▸ **What this task involves**:
Show each line of the rows below that contains the string "metal", matching case exactly.

▸ **Rows from a box-labeling dataset**:
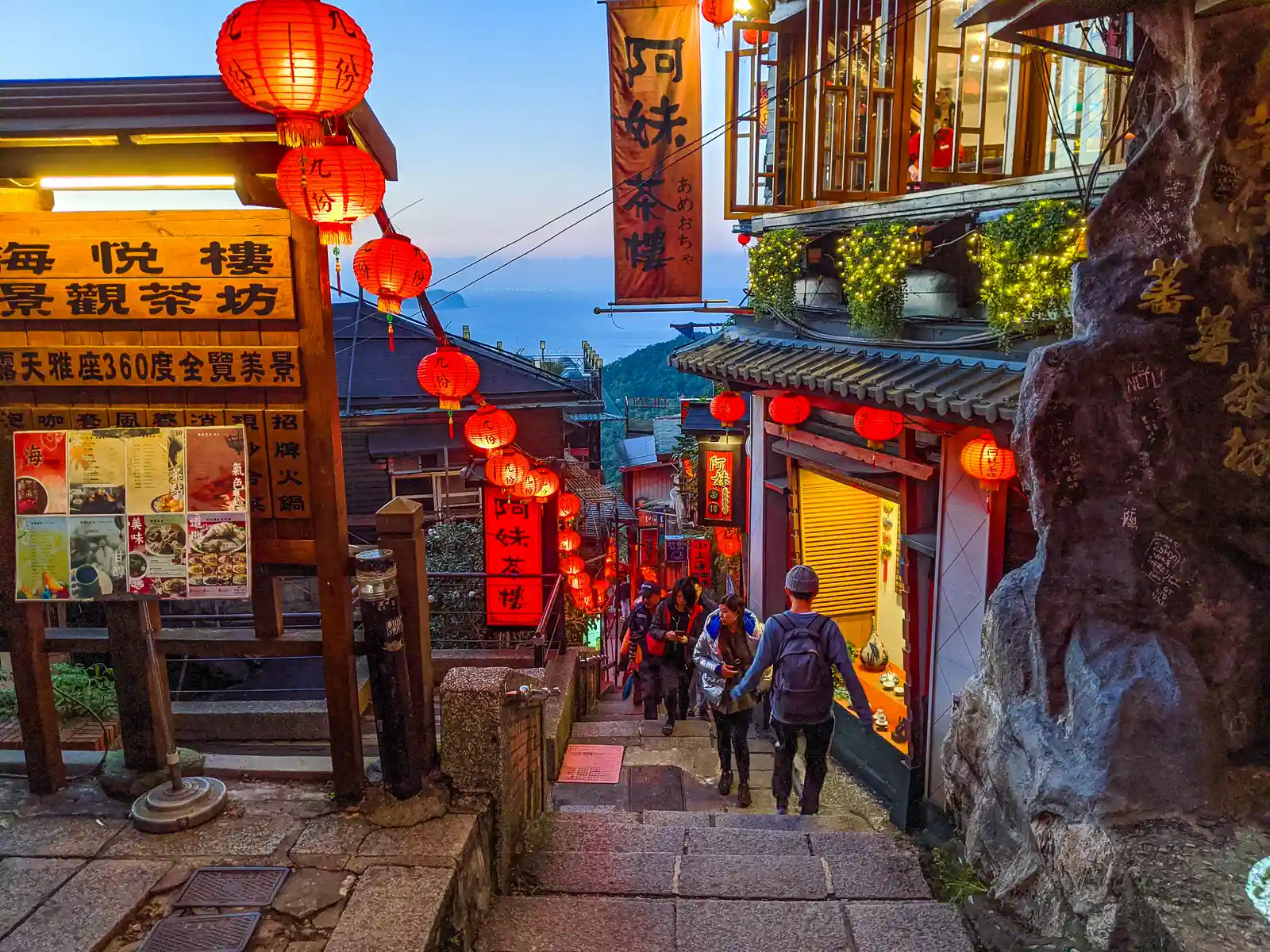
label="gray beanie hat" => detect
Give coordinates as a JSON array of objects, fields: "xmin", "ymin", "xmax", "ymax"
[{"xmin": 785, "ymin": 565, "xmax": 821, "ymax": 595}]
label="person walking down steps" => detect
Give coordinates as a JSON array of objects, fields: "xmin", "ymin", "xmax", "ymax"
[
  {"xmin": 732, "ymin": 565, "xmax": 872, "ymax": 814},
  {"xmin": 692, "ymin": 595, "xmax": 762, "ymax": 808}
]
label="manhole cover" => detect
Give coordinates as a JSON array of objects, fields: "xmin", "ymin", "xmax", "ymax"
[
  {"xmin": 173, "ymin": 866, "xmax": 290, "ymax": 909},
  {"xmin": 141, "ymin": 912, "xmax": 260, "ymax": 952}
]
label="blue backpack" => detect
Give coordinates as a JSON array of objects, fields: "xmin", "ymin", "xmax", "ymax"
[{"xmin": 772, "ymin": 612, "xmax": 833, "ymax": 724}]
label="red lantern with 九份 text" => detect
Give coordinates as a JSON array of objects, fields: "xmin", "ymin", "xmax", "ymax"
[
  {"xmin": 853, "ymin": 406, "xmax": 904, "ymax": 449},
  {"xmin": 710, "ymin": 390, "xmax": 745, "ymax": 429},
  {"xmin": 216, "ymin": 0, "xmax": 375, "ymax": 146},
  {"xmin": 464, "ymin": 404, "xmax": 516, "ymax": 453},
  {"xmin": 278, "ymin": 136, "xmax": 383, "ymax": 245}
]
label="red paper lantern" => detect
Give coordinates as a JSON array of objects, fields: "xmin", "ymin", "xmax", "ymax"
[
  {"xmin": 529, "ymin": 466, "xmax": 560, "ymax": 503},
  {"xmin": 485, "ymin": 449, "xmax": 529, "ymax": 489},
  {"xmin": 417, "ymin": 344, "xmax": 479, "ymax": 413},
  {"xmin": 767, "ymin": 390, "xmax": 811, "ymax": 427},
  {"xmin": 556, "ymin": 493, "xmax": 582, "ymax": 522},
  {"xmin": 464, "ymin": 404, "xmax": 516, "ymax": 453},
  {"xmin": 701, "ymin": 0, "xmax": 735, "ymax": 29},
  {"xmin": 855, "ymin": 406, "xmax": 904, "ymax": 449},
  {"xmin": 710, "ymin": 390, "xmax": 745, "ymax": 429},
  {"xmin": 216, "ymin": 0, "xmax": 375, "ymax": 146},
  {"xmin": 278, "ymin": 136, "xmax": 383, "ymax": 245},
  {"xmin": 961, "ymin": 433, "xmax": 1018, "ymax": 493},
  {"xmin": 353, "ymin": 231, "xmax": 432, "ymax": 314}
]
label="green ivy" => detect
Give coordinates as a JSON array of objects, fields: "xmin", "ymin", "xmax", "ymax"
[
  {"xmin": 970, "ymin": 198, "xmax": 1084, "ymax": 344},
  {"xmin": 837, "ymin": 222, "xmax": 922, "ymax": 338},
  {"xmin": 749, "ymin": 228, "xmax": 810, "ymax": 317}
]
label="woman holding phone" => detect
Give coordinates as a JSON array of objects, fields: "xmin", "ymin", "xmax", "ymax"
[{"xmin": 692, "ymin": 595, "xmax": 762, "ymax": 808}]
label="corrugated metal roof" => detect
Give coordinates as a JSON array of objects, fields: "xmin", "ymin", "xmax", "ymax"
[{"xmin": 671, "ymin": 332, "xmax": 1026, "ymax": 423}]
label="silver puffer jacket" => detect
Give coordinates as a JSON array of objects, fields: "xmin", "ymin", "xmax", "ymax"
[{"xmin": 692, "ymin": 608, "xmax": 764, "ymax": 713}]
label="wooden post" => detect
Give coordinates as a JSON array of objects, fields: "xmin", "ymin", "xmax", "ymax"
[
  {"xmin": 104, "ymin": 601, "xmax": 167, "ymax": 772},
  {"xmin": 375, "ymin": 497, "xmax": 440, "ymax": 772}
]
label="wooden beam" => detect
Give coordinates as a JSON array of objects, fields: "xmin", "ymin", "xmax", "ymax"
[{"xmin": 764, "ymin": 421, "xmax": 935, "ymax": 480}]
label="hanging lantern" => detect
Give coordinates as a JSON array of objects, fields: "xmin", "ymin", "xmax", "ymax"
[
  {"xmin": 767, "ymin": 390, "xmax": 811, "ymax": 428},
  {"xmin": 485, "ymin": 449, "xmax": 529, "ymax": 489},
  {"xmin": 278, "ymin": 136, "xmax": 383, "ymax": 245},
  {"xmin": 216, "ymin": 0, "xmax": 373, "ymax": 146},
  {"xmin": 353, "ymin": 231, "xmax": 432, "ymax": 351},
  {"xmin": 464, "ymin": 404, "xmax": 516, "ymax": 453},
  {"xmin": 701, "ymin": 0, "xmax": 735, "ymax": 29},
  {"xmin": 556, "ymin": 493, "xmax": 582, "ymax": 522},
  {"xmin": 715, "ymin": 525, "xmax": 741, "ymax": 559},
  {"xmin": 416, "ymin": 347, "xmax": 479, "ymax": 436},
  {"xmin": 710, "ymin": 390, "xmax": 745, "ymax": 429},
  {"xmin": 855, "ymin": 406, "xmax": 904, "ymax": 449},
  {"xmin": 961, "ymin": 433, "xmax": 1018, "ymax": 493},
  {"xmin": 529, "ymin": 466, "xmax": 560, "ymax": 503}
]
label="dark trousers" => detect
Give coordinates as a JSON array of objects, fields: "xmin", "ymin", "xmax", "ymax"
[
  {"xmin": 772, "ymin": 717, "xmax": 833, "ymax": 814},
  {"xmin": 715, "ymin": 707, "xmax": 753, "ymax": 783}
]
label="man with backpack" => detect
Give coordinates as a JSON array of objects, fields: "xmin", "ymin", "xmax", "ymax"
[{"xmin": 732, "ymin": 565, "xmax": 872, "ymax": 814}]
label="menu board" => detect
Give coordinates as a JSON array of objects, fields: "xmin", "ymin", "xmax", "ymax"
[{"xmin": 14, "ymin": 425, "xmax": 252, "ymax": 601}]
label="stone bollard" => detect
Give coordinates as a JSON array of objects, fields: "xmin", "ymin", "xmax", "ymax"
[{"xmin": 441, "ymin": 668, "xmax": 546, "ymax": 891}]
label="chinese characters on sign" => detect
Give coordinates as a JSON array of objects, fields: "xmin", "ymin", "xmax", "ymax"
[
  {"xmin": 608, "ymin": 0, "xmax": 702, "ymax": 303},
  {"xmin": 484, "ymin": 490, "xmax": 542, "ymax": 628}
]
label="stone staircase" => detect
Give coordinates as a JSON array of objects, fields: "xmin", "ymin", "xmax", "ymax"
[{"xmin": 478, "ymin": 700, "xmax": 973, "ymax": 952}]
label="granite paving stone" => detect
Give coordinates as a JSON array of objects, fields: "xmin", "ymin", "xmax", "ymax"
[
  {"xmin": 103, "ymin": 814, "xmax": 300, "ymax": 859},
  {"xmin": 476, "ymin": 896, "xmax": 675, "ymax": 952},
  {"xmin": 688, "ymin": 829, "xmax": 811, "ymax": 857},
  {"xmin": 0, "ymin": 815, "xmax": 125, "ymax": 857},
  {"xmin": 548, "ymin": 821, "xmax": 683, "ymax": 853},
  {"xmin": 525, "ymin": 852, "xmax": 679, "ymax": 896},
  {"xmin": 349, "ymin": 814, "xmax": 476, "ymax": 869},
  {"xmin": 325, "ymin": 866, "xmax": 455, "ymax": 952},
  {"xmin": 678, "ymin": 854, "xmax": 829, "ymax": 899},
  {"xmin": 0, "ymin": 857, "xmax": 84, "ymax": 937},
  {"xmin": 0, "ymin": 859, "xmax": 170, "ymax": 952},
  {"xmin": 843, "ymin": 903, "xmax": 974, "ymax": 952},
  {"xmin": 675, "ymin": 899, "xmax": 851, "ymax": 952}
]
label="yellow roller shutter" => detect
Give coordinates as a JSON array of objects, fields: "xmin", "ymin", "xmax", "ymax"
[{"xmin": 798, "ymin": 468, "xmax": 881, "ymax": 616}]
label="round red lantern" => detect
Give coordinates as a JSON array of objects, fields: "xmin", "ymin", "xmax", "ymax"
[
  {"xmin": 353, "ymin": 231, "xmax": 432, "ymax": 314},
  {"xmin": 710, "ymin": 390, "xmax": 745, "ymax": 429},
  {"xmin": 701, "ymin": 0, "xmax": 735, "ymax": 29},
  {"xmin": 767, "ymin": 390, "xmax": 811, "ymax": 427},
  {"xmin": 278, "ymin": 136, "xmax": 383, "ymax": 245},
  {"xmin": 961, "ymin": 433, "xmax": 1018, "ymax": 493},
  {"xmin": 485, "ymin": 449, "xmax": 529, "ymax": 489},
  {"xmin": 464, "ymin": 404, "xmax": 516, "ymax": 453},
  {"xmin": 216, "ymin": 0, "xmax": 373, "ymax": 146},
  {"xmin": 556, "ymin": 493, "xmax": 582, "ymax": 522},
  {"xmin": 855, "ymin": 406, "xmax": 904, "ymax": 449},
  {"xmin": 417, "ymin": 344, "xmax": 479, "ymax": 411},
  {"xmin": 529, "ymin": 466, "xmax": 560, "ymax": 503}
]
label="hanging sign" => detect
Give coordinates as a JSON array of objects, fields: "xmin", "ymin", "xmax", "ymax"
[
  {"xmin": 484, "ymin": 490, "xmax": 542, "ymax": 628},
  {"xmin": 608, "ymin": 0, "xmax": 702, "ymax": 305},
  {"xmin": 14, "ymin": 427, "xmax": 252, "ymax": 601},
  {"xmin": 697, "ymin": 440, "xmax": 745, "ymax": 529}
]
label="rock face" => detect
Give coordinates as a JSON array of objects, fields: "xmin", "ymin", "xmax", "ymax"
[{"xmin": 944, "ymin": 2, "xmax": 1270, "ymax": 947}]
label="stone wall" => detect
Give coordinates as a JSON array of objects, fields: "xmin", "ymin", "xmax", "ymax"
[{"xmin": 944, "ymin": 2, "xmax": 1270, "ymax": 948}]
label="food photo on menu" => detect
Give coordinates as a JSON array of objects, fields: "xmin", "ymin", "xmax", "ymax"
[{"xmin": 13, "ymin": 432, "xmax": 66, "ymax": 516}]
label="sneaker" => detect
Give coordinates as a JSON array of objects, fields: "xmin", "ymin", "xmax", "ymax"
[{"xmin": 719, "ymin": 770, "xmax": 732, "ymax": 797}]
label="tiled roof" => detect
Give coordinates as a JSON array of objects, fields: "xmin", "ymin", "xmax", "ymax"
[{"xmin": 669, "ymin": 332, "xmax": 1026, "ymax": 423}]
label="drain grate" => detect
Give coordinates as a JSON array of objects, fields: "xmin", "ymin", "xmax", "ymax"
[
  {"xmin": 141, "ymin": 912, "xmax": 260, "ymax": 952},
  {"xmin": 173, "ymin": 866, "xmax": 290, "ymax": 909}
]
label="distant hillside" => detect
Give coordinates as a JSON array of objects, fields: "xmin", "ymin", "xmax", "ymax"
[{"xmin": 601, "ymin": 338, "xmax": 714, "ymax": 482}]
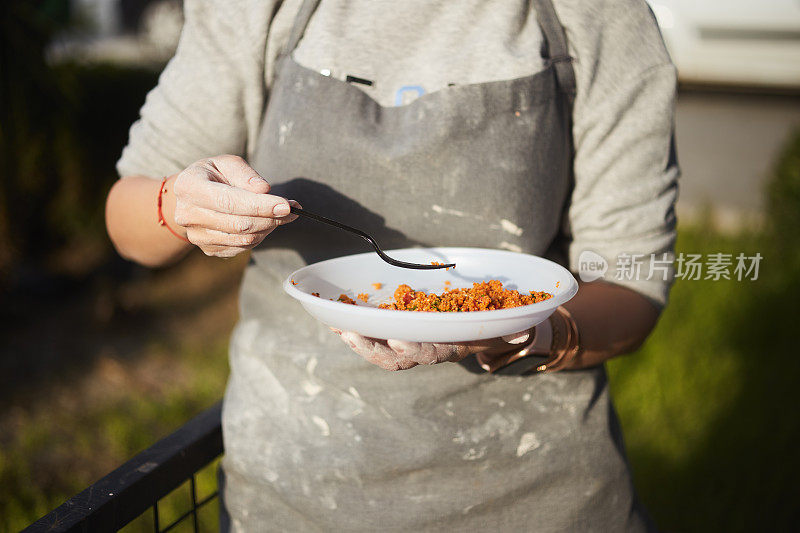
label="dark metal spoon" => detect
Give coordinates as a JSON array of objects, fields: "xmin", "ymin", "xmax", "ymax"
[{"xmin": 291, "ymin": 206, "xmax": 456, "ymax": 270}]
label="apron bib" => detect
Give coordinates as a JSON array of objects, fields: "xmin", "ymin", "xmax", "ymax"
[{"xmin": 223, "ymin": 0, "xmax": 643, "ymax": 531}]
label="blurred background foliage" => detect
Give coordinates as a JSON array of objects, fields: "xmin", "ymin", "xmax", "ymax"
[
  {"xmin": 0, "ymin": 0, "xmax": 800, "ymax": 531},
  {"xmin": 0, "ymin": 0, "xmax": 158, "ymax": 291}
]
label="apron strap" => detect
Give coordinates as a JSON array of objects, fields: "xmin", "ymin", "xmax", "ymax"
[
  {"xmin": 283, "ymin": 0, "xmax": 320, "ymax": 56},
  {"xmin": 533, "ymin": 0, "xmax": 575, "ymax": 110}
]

▸ **Written response**:
label="corrugated metal roof" => detect
label="dark metal spoon" => detect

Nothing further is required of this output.